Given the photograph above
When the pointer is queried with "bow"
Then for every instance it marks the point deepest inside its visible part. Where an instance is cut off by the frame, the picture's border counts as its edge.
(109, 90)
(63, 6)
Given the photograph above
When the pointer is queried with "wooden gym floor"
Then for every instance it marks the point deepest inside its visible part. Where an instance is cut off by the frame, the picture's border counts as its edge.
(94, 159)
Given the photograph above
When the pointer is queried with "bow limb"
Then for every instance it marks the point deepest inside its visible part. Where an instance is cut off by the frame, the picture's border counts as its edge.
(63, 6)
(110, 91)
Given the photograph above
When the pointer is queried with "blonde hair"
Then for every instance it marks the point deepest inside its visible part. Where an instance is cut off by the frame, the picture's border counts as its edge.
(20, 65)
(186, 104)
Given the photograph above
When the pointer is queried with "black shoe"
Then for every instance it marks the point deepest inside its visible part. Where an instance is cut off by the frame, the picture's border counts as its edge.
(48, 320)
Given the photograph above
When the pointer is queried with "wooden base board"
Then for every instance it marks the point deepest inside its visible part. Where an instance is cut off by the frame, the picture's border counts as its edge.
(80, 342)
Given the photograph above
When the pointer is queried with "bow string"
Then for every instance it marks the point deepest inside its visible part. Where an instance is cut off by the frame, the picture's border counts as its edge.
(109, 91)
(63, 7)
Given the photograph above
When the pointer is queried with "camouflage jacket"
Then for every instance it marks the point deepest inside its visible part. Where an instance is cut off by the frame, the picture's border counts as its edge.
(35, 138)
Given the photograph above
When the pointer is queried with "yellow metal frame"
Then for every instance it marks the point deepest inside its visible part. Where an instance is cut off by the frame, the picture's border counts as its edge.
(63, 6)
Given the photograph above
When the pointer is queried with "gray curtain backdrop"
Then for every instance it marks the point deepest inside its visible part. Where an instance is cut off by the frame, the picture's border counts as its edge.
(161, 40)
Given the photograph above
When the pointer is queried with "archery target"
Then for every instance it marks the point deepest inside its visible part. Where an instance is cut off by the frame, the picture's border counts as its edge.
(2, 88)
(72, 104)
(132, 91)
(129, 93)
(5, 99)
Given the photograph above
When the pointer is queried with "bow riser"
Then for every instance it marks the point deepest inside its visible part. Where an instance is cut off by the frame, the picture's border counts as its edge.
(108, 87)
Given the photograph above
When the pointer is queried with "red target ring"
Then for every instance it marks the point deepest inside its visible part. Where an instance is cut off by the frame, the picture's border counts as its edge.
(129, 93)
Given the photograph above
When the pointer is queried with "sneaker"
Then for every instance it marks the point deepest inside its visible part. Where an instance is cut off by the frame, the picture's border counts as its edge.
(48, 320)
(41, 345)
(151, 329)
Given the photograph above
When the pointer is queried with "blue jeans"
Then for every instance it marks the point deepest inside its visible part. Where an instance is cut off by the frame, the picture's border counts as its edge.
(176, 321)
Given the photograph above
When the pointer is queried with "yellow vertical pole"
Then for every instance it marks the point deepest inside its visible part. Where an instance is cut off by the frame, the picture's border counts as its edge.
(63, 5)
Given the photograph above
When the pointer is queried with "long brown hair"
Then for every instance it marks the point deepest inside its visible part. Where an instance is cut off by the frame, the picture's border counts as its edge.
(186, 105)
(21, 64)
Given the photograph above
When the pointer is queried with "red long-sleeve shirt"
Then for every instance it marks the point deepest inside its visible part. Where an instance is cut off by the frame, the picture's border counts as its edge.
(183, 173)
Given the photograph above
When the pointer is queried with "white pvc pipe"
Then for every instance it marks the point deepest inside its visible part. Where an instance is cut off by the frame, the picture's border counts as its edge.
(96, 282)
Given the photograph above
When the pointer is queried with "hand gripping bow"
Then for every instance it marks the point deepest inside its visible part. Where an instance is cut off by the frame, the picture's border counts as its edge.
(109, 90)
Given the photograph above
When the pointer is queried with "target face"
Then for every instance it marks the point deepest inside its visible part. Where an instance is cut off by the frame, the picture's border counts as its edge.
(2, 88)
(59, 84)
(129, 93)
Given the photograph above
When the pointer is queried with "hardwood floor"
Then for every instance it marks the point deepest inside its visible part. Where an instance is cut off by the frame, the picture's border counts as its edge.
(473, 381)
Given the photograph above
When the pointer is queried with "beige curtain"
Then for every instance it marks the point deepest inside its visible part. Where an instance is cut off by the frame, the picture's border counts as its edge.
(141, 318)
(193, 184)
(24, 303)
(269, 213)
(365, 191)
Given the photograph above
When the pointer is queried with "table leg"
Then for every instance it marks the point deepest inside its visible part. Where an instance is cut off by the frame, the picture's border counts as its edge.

=== EXERCISE BRIEF ===
Wherever the string "yellow" is found in the listing above, copy the line that contains it.

=== EXPECTED ANSWER ===
When the pointer is queried with "yellow metal frame"
When the pointer is queried with "yellow vertical pole"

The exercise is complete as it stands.